Exercise requirements =
When you print the material, keep every line identical to the original.

Available data =
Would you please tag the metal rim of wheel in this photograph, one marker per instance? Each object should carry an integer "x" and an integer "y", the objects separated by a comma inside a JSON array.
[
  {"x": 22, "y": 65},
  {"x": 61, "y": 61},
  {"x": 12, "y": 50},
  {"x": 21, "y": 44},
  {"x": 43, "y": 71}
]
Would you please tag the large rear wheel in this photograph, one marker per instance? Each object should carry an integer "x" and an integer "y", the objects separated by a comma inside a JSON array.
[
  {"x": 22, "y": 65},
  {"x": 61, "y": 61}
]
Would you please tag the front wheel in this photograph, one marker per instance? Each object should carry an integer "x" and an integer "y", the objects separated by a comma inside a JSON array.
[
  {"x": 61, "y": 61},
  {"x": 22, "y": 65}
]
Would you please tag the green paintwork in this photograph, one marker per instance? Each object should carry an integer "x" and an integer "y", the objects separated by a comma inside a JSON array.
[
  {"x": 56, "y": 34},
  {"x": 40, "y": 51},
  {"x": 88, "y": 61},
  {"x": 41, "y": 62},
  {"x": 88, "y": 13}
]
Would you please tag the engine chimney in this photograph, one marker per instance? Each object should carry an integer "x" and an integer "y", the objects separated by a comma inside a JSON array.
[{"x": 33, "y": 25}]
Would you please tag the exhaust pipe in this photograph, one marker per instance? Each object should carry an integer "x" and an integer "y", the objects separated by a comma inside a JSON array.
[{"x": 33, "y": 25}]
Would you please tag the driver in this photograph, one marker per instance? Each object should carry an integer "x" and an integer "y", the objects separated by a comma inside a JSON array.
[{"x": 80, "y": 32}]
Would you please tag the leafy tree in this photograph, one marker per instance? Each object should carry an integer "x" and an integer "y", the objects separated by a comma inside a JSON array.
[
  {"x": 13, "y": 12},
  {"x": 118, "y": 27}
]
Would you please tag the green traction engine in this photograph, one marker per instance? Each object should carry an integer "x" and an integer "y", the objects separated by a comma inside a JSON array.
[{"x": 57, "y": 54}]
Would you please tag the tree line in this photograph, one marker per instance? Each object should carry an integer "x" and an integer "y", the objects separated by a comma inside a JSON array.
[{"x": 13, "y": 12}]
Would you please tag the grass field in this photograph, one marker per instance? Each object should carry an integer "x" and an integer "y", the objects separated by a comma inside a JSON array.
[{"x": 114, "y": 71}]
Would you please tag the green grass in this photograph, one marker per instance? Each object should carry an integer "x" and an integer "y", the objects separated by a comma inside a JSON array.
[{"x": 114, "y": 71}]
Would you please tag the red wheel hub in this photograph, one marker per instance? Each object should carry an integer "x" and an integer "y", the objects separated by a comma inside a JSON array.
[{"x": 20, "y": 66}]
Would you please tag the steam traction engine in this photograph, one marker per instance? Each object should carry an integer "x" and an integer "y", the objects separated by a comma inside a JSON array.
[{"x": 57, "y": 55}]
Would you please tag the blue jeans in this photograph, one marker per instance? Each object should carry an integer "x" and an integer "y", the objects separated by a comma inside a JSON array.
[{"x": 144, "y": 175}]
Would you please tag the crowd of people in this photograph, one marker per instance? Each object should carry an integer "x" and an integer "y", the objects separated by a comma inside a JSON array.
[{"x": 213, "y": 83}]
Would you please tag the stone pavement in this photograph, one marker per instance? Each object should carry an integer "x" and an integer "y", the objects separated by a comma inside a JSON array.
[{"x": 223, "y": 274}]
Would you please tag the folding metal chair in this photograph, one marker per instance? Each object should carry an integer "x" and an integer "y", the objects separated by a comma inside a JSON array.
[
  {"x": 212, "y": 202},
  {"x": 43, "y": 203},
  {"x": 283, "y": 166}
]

The completed task =
Would you please tag the metal rim of wheel in this photograph, one marker per instance? Each object should carry an integer "x" and an integer "y", the objects separated by a comma inside a JSON array.
[
  {"x": 22, "y": 65},
  {"x": 61, "y": 61},
  {"x": 12, "y": 50},
  {"x": 21, "y": 44},
  {"x": 43, "y": 71}
]
Would you please tag the large rear wheel in this photograph, one marker per instance? Each object should carry an integer "x" and an integer "y", the objects separated by a comma inside a JSON array.
[
  {"x": 22, "y": 65},
  {"x": 61, "y": 61}
]
Would you please tag the front wheel in this photograph, one marker per instance? Each object should carry an integer "x" and an integer "y", the objects separated by a comma inside a JSON array.
[
  {"x": 61, "y": 61},
  {"x": 22, "y": 65}
]
Would you please tag the green paintwork in this photograph, one marker per instance? Each object should carry an integer "x" and an integer "y", the objects separated by a comma inside a JSON array.
[
  {"x": 56, "y": 34},
  {"x": 40, "y": 51},
  {"x": 88, "y": 61},
  {"x": 41, "y": 62},
  {"x": 88, "y": 13}
]
Would you please tag the engine chimney in this photograph, one marker per instance? Each object should carry an integer "x" and an integer "y", the objects separated by a comma inside a JSON array.
[{"x": 33, "y": 25}]
Would you please tag the exhaust pipe in this photograph, one marker per instance? Each object should carry an integer "x" and an integer "y", the objects separated by a comma inside a JSON array.
[{"x": 33, "y": 25}]
Would you please tag the driver in this photograph, one marker per instance? Each object should carry an integer "x" and an integer "y", the objects separated by a comma inside a JSON array.
[{"x": 80, "y": 32}]
Would you please tag the leafy tree in this photograph, one marker per instance? Each object should carry an integer "x" and an integer "y", the objects separated by a comma inside a JSON array.
[
  {"x": 13, "y": 12},
  {"x": 118, "y": 27}
]
Would you please tag the green traction engine in this photograph, one marker per instance? Each object should carry an integer "x" and an integer "y", the objects separated by a comma inside a JSON array.
[{"x": 57, "y": 54}]
Would you please tag the tree line in this photograph, one marker per instance? Each object should carry an integer "x" and an integer "y", the objects separated by a comma inside a JSON array.
[{"x": 13, "y": 12}]
Would you please tag the grass field in this photograph, one marker per instance? Each object should carry an integer "x" and an integer "y", the objects separated by a comma inside a JSON array.
[{"x": 114, "y": 71}]
Would you please tag the green grass in this photograph, one marker per instance? Each object should carry an integer "x" and an integer "y", the objects separated by a comma inside a JSON array.
[{"x": 114, "y": 71}]
Would you please tag the red wheel hub in this photograph, one marker per instance? Each object should carry an integer "x" and an integer "y", the objects separated by a comma inside a JSON array.
[{"x": 20, "y": 66}]
Would you please tag the steam traction engine in this photograph, one marker per instance? Each object should carry an integer "x" and an integer "y", the objects separated by a comma inside a JSON array.
[{"x": 57, "y": 55}]
Would you please tag the blue jeans in this photograph, one marker per instance? Each object should carry an integer "x" and an integer "y", the objects separated by a comma inside a JSON array.
[{"x": 144, "y": 175}]
Would you please tag the crowd of people in this photograph, one marker per instance? Each object should carry an integer "x" and an integer "y", the objects separated by a comma inside a JSON array.
[{"x": 213, "y": 83}]
Would you please tag the stone pavement in this photograph, one marker per instance? Each object should carry an integer "x" and an integer "y", the objects separated by a comma inside a JSON array.
[{"x": 223, "y": 274}]
Would you please tag the folding metal chair in this photograph, one marker per instance? Each object should carry an integer "x" and an integer "y", the objects separated by a comma inside a JSON array.
[
  {"x": 212, "y": 202},
  {"x": 43, "y": 203},
  {"x": 283, "y": 166}
]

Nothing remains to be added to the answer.